[EXERCISE REQUIREMENTS]: In this material, which lines include the string "Task"? Show them.

——

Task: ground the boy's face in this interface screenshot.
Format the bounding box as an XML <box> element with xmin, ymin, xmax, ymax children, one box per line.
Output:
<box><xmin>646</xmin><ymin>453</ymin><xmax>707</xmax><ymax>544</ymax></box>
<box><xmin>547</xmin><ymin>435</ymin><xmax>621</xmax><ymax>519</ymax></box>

——

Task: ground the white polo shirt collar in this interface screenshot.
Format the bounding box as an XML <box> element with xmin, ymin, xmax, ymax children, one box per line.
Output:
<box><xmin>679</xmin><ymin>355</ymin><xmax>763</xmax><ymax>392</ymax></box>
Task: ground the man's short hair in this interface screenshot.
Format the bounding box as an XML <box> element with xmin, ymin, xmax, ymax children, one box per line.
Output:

——

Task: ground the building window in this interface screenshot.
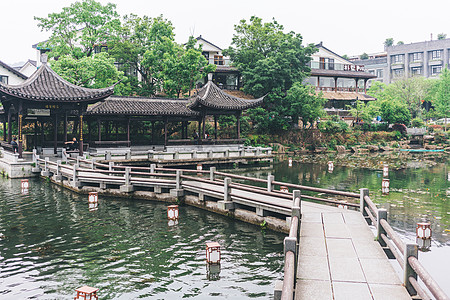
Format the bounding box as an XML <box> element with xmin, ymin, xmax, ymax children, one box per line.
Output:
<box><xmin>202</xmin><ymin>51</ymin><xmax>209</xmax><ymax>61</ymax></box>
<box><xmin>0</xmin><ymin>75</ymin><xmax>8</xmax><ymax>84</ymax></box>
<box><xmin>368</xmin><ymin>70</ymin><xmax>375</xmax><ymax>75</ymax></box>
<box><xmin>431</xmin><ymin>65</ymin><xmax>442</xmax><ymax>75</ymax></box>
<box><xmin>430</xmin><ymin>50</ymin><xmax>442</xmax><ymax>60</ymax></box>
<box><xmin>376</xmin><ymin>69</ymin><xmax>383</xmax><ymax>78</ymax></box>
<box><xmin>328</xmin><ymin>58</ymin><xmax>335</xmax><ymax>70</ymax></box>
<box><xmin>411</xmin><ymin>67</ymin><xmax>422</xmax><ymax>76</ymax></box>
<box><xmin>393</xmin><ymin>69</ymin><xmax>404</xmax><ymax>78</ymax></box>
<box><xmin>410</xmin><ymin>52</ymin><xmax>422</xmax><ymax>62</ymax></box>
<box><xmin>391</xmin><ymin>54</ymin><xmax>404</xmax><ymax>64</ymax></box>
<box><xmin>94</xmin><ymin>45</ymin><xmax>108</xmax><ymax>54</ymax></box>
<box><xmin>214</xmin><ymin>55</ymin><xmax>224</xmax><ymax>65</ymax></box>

——

[RESPONSE BELOW]:
Task: ground the boy's face in this interface screenshot.
Task: ground the white polo shirt collar in this interface screenshot.
Task: ground the man's short hair in this interface screenshot.
Task: ground the building window in this interface screenshot.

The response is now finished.